Set down the final part of the listing, which starts at the line containing "Mark every instance of the license" and runs to the last line, exactly and completely.

============

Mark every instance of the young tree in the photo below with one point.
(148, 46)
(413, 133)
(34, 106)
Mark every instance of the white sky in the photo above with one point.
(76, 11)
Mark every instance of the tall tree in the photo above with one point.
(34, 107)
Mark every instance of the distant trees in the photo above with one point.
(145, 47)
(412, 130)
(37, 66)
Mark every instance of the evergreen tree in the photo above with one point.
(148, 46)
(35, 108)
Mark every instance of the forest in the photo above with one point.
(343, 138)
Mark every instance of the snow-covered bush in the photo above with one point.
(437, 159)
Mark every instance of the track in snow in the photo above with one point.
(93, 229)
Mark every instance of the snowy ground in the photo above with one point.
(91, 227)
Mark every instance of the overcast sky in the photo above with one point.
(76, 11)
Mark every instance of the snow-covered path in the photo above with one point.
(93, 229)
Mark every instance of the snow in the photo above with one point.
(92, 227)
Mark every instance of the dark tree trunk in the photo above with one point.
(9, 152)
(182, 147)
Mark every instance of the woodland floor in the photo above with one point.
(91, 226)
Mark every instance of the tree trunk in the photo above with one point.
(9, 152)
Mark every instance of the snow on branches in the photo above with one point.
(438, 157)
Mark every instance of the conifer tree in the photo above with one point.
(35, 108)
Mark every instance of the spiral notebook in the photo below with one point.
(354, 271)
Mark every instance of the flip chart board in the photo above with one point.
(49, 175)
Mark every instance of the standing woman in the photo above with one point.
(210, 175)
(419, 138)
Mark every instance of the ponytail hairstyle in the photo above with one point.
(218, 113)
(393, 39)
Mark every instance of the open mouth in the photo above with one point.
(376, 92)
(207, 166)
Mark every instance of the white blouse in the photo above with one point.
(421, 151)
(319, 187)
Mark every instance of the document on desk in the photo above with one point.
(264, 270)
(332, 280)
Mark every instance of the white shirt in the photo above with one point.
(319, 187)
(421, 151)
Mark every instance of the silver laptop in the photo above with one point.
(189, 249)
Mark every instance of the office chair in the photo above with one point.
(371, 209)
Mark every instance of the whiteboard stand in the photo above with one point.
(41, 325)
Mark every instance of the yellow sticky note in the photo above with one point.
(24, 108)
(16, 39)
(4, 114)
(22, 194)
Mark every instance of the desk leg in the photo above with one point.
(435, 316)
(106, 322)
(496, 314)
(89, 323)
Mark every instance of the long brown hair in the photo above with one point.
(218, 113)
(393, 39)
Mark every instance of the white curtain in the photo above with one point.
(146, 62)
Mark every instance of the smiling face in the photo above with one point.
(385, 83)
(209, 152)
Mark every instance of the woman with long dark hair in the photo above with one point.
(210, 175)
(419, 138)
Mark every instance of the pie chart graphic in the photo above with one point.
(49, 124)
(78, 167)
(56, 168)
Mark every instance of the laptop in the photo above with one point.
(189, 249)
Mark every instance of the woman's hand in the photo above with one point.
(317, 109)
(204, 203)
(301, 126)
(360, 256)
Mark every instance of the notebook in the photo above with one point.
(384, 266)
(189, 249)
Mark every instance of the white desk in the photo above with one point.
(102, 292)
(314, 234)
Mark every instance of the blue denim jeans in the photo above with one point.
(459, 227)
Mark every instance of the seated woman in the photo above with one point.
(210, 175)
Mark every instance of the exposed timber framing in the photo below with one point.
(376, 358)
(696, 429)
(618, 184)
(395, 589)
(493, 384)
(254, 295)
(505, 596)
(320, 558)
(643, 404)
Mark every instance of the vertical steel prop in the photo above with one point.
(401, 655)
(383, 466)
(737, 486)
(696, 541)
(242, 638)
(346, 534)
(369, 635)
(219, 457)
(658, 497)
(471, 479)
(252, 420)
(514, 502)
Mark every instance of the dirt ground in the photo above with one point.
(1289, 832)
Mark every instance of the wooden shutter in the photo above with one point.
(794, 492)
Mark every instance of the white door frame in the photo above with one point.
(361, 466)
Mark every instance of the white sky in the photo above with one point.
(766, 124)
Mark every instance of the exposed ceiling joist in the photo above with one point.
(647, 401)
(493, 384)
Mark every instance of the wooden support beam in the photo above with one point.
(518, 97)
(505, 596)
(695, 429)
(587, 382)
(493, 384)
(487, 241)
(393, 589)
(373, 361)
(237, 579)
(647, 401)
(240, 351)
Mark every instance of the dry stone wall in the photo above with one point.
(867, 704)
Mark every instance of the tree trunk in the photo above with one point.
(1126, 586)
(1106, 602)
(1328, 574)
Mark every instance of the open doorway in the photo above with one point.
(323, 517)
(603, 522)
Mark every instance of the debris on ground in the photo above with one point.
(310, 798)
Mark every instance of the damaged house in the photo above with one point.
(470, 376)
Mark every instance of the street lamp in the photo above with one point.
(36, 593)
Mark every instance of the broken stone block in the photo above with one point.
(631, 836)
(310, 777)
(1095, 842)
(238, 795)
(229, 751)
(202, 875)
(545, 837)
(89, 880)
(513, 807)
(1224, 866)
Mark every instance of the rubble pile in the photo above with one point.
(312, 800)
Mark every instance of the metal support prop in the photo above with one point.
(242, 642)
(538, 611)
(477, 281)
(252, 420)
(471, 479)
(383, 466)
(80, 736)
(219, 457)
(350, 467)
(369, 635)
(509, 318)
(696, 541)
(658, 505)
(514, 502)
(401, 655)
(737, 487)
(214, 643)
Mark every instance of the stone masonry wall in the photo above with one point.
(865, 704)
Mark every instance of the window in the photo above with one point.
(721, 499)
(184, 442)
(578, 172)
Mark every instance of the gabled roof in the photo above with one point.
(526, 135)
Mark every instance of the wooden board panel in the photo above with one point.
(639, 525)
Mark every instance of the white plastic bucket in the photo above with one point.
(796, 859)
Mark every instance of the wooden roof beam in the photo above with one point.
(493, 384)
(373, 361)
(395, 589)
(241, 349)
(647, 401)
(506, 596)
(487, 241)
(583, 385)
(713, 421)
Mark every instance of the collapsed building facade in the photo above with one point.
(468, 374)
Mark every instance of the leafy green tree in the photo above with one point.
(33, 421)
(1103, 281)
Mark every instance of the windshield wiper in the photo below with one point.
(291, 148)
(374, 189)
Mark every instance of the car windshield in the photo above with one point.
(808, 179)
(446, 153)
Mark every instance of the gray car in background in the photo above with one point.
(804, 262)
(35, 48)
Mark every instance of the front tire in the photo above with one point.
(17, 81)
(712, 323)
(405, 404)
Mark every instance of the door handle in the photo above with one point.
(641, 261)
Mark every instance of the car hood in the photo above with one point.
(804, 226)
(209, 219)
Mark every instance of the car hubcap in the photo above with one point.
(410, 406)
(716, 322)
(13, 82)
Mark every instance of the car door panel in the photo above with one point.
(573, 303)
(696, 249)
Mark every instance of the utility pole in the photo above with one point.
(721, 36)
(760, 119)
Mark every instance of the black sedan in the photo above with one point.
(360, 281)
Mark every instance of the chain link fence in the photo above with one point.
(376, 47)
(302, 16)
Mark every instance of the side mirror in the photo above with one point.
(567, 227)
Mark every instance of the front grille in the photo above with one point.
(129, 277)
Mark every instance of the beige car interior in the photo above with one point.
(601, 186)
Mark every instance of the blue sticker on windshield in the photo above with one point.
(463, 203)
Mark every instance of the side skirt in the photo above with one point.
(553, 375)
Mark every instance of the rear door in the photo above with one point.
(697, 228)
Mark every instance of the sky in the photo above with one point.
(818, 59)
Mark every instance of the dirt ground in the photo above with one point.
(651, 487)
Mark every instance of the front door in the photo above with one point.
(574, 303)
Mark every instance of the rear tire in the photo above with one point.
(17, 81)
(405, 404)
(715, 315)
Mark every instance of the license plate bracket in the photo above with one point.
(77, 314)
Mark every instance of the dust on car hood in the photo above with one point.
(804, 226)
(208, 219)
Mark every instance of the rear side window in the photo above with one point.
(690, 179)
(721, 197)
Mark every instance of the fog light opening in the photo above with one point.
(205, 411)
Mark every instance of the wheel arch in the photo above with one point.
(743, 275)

============

_Answer to the problem:_
Mark every instance of the license plate bracket in the photo above with one point.
(77, 314)
Mark every instance of the dust on car hood in the photo above with one point.
(804, 226)
(208, 219)
Mark every instance of the rear side window in the photo above with one point.
(690, 179)
(721, 197)
Mark every instance of the fog light opening in the photo above with one point.
(205, 411)
Mark every instance of the wheel arch in the photo above with one point.
(743, 275)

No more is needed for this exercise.